━━━ Passage extrait ━━━
« Nous
avons été portés aux rangs de l'irrémédiable, nous
sommes matière transportée de douleur, viande hurlante,
squelette rongé par les cris et même nos silences ne sont
encore que plaintes étouffées »
E.M.Cioran
« Peindre pour quitter la peinture », A.RAINER
....Suite à cette courte entrevue
avec la mort durant un coma de plus d'une semaine, et
plusieurs années plus-tard, la rencontre des oeuvres de
Rainer, et surtout son "Cadaveri" me furent un
souffle d'énergie, et comme une piste à suivre dans le
domaine de l'art. A cette époque, je décidai brutalement
de quitter le milieu officiel de l'art, je cessai de créer
ces panneaux picturaux et colorés que je plaçai alors hors
de ma vue, et je m'investis plutôt dans cette création de
collages en teintes grises (voir
BASEMENT), et qui quelque-part, peuvent se
prolonger dans les récents collages digitaux.
C'est pourquoi, il était essentiel
que je présente cet artiste dans le partage de cette
expérience ....
Il est évident que Rainer avait
touché un tabou gigantesque en violentant ces visages de
cadavres par coups de crayons et enfouissement pictural. A
cette époque au centre Beaubourg, je regardais ces oeuvres
avec une amie et qui se trouva mal et n'osait se trouver
physiquement dans le champs de vision des panneaux. Sa peur
de la mort se traduisait par un malaise ....
━━━ Enregistrements extraits ━━━
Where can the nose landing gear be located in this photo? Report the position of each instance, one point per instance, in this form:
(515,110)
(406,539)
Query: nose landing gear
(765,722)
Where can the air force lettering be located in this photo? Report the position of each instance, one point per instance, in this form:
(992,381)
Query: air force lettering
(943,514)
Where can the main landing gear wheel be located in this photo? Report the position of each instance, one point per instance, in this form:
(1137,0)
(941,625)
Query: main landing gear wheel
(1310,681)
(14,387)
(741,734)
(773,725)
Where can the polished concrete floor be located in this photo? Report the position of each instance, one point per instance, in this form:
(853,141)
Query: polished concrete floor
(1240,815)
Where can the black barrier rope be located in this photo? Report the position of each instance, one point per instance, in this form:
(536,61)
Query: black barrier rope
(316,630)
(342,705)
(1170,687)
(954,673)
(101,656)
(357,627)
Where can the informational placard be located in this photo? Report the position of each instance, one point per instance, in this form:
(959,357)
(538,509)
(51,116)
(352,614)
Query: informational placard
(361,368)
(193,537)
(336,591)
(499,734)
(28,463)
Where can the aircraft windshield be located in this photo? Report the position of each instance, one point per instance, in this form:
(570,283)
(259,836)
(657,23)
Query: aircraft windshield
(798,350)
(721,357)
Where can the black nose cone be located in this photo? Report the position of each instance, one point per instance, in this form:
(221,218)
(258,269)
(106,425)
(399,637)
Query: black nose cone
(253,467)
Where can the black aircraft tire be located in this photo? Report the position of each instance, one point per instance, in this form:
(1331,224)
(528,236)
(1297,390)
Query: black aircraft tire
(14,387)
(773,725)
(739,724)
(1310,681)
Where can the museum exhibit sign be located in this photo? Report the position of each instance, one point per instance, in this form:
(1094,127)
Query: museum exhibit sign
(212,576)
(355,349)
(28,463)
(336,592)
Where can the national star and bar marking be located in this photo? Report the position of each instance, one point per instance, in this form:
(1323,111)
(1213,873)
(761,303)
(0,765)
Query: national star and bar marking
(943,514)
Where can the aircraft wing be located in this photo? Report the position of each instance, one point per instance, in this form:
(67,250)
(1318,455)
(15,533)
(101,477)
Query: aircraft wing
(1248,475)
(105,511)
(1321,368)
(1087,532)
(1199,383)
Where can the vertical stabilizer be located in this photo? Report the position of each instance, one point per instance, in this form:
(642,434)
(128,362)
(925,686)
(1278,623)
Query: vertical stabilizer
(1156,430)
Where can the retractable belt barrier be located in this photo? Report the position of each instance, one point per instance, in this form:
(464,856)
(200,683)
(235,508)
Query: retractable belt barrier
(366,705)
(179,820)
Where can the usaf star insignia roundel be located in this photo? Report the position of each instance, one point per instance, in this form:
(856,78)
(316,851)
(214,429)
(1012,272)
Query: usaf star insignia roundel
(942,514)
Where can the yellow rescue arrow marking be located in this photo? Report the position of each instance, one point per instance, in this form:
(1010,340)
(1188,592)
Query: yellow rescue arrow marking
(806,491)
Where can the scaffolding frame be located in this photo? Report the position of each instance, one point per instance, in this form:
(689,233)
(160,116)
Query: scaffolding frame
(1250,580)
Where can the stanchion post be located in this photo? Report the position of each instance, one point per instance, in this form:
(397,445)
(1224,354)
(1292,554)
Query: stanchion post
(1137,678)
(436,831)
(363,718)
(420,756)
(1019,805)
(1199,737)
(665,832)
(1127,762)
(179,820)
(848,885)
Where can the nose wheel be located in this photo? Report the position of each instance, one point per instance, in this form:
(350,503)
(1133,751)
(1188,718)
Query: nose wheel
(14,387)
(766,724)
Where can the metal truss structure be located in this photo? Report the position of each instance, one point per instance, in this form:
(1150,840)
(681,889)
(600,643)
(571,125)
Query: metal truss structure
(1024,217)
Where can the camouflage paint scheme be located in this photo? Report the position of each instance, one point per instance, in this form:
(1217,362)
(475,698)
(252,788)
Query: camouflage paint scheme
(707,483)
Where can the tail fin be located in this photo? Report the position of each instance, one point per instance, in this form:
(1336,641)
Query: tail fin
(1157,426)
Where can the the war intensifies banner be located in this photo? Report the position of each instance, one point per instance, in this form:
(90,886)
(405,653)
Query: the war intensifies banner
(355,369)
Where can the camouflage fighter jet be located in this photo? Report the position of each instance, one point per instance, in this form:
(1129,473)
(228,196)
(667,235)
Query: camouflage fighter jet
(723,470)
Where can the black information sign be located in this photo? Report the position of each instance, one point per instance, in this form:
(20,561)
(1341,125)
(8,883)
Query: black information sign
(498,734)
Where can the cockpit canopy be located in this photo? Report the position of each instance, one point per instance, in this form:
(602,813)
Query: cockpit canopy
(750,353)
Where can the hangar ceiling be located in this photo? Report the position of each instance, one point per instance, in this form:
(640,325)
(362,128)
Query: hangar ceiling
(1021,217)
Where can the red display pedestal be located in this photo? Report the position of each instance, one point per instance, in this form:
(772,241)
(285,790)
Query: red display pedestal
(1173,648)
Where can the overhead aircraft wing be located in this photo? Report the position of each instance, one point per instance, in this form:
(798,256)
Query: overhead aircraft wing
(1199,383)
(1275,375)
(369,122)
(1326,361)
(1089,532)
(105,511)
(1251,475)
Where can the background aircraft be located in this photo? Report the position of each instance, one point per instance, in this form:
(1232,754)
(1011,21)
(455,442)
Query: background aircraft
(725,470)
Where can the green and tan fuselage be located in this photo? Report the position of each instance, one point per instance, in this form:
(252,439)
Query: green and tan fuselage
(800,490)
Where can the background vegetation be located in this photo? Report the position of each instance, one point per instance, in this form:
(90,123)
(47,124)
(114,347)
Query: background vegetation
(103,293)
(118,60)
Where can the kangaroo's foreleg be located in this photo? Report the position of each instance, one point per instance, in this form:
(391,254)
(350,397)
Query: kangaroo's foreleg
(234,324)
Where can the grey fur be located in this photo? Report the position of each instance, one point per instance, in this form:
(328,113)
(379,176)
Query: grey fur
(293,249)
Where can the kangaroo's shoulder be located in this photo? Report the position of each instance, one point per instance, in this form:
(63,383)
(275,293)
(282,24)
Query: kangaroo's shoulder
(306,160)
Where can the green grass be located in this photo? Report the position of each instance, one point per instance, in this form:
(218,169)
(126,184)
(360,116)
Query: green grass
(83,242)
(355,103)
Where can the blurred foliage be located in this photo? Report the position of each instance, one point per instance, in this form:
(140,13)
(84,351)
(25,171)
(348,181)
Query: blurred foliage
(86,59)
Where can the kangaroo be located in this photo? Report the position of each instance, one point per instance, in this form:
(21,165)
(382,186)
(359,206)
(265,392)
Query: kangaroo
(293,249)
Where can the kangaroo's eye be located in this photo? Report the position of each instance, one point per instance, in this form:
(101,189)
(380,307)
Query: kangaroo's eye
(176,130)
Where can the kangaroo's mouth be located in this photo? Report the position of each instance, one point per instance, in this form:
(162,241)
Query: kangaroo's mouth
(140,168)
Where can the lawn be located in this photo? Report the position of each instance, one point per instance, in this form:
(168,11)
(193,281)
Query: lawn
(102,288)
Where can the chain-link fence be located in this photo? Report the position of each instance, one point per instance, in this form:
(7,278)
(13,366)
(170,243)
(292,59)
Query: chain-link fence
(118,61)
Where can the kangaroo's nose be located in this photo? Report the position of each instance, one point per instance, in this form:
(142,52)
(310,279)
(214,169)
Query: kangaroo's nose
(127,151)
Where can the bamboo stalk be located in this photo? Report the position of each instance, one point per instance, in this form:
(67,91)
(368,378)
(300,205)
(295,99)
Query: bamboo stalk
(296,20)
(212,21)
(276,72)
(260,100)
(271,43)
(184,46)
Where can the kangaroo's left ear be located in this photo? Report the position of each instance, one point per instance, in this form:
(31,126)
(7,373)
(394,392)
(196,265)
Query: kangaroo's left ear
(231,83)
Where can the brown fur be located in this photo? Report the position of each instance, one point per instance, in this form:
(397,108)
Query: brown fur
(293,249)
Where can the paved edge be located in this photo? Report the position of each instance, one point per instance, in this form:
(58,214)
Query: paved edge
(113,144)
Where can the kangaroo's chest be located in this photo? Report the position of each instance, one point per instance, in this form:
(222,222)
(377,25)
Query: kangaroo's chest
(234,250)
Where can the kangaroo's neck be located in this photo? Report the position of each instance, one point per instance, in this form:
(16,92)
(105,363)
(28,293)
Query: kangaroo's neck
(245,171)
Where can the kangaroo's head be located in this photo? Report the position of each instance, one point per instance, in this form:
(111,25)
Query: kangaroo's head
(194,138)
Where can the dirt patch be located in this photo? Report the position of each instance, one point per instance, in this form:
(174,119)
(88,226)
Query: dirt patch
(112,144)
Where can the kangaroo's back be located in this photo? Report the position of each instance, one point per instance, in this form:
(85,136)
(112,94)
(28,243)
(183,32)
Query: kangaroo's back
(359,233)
━━━
* [Liste des tâches]
[1] Dans le passage sur Rainer, en quel lieu les œuvres ont-elles été regardées avec une amie ?
[2] Recopiez le passage sur Rainer depuis « Il est évident » jusqu'à « un malaise .... ».
[3] Indiquez si chacune de ces affirmations concorde avec le passage sur Rainer, en répondant par oui ou non et en citant les mots décisifs du passage :
(a) Le coma a duré plus d'une semaine.
(b) L'amie regardait les panneaux sans ressentir de malaise.
(c) Les collages sont réalisés dans des teintes vives.

* [Réponses par tâche]
[1] Au centre Beaubourg.

[2]
Il est évident que Rainer avait
touché un tabou gigantesque en violentant ces visages de
cadavres par coups de crayons et enfouissement pictural. A
cette époque au centre Beaubourg, je regardais ces oeuvres
avec une amie et qui se trouva mal et n'osait se trouver
physiquement dans le champs de vision des panneaux. Sa peur
de la mort se traduisait par un malaise ....

[3]
(a) Oui : « durant un coma de plus d'une semaine ».
(b) Non : « Sa peur de la mort se traduisait par un malaise ».
(c) Non : « collages en teintes grises ».